**READING TEXT**:
Hepatic Insulin Resistance and Steatosis in Metabolic Dysfunction-Associated Steatotic Liver Disease: New Insights into Mechanisms and Clinical Implications.

Metabolic dysfunction-associated steatotic liver disease (MASLD) represents a progressive spectrum ranging from simple hepatic steatosis to steatohepatitis and fibrosis. Although insulin resistance (IR) plays a central role in metabolic diseases, in the liver, insulin- or substrate-driven de novo lipogenesis (DNL) promotes triglyceride accumulation through multiple complex regulatory mechanisms, including specific transcription factors, regardless of whether IR is primary or not. Elevated free fatty acids, resulting from increased adipose lipolysis, further augment hepatic lipid storage and contribute to IR and the progression of MASLD through lipotoxic intermediates such as diacylglycerols and ceramides, as well as other pathways. Numerous studies have identified DNL as a major, yet modifiable, contributor to MASLD. In addition, zonal differences in hepatic insulin signaling, non-classical insulin signaling pathways, and activation of the mechanistic target of rapamycin complex 1 and protein kinase C pathways appear to be involved in the development of selective hepatic IR. Recently, new pharmacologic agents, including resmetirom, have shown promise in improving steatohepatitis and fibrosis in MASLD. Nevertheless, sustained weight loss through lifestyle modification remains the cornerstone of MASLD prevention and therapy. Further mechanistic understanding of how IR and substrate overload promote DNL and hepatic fat accumulation is critical for developing effective treatments for MASLD.

**DATA TO EXAMINE**:
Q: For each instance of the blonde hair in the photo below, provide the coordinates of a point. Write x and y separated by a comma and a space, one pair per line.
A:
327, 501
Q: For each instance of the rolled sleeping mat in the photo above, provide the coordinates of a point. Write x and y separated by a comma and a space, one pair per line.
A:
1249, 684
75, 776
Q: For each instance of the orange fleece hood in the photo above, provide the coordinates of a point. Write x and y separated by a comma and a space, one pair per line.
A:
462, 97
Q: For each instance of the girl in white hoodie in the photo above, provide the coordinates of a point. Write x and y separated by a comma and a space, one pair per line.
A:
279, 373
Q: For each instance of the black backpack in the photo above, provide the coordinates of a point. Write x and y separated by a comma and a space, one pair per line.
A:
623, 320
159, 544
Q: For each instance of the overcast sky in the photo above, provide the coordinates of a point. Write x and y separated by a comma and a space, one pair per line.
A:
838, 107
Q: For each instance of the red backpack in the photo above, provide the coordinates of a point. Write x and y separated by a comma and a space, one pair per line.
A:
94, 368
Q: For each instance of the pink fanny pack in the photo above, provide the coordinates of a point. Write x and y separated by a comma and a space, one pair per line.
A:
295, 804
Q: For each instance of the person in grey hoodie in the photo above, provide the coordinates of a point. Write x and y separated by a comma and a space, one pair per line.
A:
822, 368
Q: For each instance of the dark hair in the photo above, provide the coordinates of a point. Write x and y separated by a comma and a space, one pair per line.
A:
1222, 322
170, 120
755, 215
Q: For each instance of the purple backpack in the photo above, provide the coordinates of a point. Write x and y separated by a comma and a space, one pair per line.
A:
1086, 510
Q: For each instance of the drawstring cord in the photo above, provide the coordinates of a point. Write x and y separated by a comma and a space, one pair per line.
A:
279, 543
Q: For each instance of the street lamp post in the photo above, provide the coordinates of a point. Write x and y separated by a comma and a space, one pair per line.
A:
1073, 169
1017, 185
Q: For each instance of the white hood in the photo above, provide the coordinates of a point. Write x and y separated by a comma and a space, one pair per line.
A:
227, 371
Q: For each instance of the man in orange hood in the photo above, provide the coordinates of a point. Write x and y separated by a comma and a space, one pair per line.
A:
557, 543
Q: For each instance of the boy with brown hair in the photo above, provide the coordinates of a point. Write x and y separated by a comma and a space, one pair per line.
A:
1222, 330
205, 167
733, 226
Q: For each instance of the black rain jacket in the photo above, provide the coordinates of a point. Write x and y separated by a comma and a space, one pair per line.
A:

**ASSIGNMENT A**: According to the MASLD text, what remains the cornerstone of MASLD prevention and therapy?
**ASSIGNMENT B**: Update everything in the MASLD text from "Hepatic Insulin Resistance" down to "and Clinical Implications.", swapping "New Insights" for "Recent Advances".

**WRITTEN REPLY A**: Sustained weight loss through lifestyle modification.

**WRITTEN REPLY B**:
Hepatic Insulin Resistance and Steatosis in Metabolic Dysfunction-Associated Steatotic Liver Disease: Recent Advances into Mechanisms and Clinical Implications.